PROMPT → State how many lines of the material below contain the string "background". Reply with the number alone.

** START GIVEN INFORMATION **

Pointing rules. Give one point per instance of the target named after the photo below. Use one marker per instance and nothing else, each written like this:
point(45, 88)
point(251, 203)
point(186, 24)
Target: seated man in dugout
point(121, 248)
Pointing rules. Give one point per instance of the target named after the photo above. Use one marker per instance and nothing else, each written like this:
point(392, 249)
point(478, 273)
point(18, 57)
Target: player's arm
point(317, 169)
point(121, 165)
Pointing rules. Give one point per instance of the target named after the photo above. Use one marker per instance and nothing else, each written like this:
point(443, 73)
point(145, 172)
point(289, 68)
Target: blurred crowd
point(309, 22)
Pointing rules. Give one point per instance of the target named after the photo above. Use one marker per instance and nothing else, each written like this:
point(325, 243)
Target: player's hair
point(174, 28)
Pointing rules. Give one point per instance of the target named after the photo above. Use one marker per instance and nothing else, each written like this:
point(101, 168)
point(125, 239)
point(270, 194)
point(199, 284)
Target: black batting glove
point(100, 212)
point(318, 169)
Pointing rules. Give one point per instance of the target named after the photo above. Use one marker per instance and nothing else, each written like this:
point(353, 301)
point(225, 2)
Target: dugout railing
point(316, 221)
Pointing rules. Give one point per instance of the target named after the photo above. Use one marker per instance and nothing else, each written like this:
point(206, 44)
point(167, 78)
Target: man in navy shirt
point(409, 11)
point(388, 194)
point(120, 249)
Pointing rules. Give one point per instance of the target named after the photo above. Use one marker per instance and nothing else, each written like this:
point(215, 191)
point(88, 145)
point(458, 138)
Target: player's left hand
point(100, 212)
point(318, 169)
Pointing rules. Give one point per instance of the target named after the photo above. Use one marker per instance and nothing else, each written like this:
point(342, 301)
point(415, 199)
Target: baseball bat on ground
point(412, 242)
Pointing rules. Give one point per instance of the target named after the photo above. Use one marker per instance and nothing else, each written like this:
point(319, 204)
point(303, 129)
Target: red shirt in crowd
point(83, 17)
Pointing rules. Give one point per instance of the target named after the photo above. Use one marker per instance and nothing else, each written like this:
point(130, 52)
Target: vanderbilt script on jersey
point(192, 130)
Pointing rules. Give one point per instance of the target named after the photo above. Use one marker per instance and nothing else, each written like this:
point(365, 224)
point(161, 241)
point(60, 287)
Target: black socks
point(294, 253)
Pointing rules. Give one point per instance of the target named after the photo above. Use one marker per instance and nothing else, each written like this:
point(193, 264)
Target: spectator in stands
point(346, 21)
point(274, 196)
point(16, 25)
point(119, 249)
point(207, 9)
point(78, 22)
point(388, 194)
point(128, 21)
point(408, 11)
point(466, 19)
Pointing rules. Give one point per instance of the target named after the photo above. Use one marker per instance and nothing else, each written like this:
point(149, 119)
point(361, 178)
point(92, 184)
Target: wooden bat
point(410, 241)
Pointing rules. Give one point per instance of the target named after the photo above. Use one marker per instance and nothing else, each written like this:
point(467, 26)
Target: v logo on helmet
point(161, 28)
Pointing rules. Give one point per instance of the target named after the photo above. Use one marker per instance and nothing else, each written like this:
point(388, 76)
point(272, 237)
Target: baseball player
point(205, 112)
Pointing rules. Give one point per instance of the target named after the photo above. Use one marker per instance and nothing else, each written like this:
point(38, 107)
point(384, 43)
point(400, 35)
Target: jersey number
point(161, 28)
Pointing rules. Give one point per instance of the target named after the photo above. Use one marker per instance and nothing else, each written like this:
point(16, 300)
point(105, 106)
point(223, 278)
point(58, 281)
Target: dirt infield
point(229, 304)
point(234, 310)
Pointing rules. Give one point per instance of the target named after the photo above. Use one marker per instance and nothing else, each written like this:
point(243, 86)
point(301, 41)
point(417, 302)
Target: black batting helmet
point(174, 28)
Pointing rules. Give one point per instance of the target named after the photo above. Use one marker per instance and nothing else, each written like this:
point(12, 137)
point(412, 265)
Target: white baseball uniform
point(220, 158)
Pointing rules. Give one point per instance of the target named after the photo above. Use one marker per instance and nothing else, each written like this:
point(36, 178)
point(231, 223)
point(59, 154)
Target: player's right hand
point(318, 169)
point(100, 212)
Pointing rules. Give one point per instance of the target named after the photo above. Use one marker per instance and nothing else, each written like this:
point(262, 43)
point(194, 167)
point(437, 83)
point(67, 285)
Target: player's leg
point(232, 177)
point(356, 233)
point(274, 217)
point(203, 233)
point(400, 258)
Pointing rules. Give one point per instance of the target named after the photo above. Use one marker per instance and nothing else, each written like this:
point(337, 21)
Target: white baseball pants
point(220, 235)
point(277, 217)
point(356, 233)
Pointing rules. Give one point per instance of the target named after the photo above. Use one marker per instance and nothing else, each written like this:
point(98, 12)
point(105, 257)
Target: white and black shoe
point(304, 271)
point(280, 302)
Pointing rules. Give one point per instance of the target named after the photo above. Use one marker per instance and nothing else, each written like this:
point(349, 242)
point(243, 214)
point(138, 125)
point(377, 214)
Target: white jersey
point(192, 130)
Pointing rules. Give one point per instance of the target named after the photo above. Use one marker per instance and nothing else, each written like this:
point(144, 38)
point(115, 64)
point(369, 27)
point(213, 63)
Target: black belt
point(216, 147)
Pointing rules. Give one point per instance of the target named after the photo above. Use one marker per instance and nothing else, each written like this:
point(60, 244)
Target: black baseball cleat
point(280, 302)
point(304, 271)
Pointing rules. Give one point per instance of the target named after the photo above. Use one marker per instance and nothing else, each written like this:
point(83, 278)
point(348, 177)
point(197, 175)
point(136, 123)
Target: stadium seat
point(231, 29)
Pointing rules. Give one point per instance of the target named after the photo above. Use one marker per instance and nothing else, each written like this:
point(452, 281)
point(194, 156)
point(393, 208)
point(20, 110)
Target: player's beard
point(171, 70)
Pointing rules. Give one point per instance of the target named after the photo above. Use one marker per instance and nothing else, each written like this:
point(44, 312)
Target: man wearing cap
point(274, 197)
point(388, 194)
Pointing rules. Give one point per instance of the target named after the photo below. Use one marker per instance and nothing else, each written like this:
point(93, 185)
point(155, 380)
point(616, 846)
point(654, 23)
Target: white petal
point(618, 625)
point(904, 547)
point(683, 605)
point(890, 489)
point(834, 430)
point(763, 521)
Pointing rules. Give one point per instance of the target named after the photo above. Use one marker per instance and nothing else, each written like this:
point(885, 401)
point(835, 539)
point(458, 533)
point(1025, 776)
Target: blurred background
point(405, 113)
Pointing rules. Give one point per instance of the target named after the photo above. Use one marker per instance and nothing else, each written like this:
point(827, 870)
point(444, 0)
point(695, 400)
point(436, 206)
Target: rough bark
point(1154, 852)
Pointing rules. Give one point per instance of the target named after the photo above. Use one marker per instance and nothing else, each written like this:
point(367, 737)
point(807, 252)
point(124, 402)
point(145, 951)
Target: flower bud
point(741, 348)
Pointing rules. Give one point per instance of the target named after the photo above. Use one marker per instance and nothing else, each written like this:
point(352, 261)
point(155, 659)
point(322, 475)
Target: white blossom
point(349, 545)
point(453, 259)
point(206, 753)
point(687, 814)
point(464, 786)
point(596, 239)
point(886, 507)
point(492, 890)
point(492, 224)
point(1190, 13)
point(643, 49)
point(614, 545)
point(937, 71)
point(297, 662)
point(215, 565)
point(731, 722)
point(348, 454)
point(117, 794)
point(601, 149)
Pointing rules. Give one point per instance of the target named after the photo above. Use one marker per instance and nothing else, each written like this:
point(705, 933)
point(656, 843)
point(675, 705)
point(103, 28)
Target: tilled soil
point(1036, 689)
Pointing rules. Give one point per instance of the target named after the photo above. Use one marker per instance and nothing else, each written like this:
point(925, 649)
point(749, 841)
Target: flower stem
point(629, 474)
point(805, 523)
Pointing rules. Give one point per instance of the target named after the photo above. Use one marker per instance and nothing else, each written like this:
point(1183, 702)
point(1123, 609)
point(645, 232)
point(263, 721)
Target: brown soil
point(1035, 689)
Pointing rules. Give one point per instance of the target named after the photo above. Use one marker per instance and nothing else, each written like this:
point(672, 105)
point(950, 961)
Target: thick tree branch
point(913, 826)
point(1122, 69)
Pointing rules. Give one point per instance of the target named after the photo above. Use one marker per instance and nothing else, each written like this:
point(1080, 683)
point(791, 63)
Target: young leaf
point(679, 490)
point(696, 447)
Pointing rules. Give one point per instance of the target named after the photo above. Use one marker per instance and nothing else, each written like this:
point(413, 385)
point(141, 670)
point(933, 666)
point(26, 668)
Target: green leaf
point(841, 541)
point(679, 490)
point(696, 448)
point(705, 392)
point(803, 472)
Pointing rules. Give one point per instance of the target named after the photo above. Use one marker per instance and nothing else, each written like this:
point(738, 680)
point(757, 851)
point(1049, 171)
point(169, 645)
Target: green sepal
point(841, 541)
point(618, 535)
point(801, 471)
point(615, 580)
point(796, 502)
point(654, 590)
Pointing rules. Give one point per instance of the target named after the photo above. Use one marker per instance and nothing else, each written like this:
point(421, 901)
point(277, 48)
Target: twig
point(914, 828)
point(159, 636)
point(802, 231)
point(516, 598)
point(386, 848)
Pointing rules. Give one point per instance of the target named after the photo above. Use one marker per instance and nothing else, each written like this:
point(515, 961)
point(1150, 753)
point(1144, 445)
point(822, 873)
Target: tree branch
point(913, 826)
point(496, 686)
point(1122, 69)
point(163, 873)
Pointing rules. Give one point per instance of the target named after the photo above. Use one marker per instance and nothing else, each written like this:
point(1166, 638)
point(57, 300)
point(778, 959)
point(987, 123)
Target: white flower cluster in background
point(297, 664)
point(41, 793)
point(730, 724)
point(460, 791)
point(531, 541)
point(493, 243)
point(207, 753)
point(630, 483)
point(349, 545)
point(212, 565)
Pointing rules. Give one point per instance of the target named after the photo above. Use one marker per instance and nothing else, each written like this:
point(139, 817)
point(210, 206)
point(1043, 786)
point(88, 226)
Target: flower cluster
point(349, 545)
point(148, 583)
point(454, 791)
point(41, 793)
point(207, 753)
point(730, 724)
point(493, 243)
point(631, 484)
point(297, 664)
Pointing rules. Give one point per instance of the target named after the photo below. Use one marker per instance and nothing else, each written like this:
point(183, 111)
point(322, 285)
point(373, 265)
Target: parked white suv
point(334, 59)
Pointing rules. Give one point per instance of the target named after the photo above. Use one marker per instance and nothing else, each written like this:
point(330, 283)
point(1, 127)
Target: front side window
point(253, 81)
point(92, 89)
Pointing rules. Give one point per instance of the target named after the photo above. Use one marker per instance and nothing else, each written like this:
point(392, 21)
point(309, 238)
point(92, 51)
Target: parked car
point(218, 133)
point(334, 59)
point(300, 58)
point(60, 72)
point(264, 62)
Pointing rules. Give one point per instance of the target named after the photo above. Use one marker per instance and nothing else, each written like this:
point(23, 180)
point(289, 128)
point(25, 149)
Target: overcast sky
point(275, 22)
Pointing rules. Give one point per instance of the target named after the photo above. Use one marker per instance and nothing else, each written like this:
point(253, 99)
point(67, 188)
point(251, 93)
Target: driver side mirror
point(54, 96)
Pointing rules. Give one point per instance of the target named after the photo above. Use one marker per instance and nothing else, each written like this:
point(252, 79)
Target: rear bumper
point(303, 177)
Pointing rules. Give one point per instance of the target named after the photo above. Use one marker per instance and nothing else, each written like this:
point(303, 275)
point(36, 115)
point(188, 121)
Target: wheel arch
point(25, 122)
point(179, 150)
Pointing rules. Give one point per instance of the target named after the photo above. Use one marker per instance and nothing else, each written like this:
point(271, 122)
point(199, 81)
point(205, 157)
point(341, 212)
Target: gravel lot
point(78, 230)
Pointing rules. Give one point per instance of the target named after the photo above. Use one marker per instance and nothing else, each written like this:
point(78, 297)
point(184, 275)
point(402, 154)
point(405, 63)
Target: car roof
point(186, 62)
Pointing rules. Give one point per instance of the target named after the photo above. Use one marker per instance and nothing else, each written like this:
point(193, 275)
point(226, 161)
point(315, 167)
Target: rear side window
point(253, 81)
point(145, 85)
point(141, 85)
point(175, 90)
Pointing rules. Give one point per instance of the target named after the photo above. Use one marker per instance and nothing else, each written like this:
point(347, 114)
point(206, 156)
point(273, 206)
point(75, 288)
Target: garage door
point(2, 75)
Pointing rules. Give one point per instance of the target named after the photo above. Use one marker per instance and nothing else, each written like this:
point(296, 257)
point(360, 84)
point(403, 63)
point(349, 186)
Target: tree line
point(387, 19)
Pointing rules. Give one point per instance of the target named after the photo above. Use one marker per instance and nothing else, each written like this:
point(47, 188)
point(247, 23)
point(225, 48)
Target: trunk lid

** END GIVEN INFORMATION **

FULL ANSWER → 2